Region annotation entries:
********************

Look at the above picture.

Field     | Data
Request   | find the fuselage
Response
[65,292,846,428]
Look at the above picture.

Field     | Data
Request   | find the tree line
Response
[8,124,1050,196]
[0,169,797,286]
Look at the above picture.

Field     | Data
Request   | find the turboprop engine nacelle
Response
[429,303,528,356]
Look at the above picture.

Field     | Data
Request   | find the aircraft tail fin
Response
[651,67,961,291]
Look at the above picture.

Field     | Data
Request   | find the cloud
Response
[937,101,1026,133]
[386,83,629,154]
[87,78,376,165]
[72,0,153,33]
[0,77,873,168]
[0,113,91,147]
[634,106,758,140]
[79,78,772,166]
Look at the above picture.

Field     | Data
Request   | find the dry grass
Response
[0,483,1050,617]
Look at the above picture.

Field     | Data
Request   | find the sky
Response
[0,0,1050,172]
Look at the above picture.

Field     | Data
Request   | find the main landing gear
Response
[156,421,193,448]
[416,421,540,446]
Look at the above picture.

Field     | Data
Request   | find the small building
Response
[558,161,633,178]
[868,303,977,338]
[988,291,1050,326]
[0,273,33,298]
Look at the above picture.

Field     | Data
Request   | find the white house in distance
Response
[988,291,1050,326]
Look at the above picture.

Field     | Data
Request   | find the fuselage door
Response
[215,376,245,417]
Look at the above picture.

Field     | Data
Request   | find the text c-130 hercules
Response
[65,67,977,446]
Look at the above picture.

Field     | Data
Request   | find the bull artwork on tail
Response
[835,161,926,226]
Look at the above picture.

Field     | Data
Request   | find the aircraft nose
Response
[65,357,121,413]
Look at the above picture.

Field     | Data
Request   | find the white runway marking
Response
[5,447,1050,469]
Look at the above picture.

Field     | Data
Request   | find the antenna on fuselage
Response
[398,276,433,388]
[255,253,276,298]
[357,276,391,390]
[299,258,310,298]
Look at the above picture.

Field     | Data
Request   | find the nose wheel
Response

********************

Work required. Rewrite all the entries above, changing every "fuselage" to "airframe" and keeping everything else unchanged.

Response for this exercise.
Look at the above picture.

Field     | Data
Request   | find the airframe
Response
[65,292,846,428]
Look at the above picture.

Field     | Data
Request   | find the tree line
Response
[8,124,1050,196]
[0,169,797,286]
Look at the above picture.

Field     | Data
Request   | find the turboprop engine nacelle
Response
[429,303,528,356]
Look at the above picture.

Field     | Data
Request   | find the aircraft tail fin
Response
[651,67,961,291]
Look at the above picture.

Field     | Data
Request   | find the cloud
Response
[937,101,1026,133]
[386,83,629,154]
[87,78,376,165]
[72,0,153,33]
[0,77,873,168]
[0,113,91,147]
[634,106,758,140]
[79,78,772,166]
Look at the above picture.

Field     | Data
Request   | find the dry grass
Response
[0,483,1050,617]
Look at the above picture.

Field     | Data
Request   | find the sky
Response
[0,0,1050,172]
Look at the above picture.

Field     | Data
Request   | find the main landing gear
Response
[156,421,193,448]
[416,421,540,446]
Look at the above picture.

Field     | Data
Request   | find the small building
Response
[558,161,633,178]
[868,303,977,338]
[988,291,1050,326]
[0,273,33,298]
Look at the above picture.

Field     | Data
Request   | find the white house in distance
Response
[988,291,1050,326]
Look at the above picture.

Field     | Data
Request   | find the airframe door
Response
[215,376,245,417]
Look at the above picture.

Field     | Data
Request   | find the text c-130 hercules
Response
[65,67,977,446]
Look at the above picture.

Field     | Data
Request   | find the bull artwork on tail
Response
[835,161,926,226]
Look at the above picture.

Field     | Data
Request   | find the aircraft nose
Response
[65,357,121,413]
Look at the above picture.

Field     | Data
Request   | find the white runway marking
Response
[5,447,1050,469]
Look at the above picture.

Field     | Data
Request   | find the antenna on airframe
Response
[398,276,433,388]
[255,253,276,298]
[357,276,391,390]
[299,258,310,298]
Look at the above picture.

Field     | Data
Request   | find the nose wheel
Response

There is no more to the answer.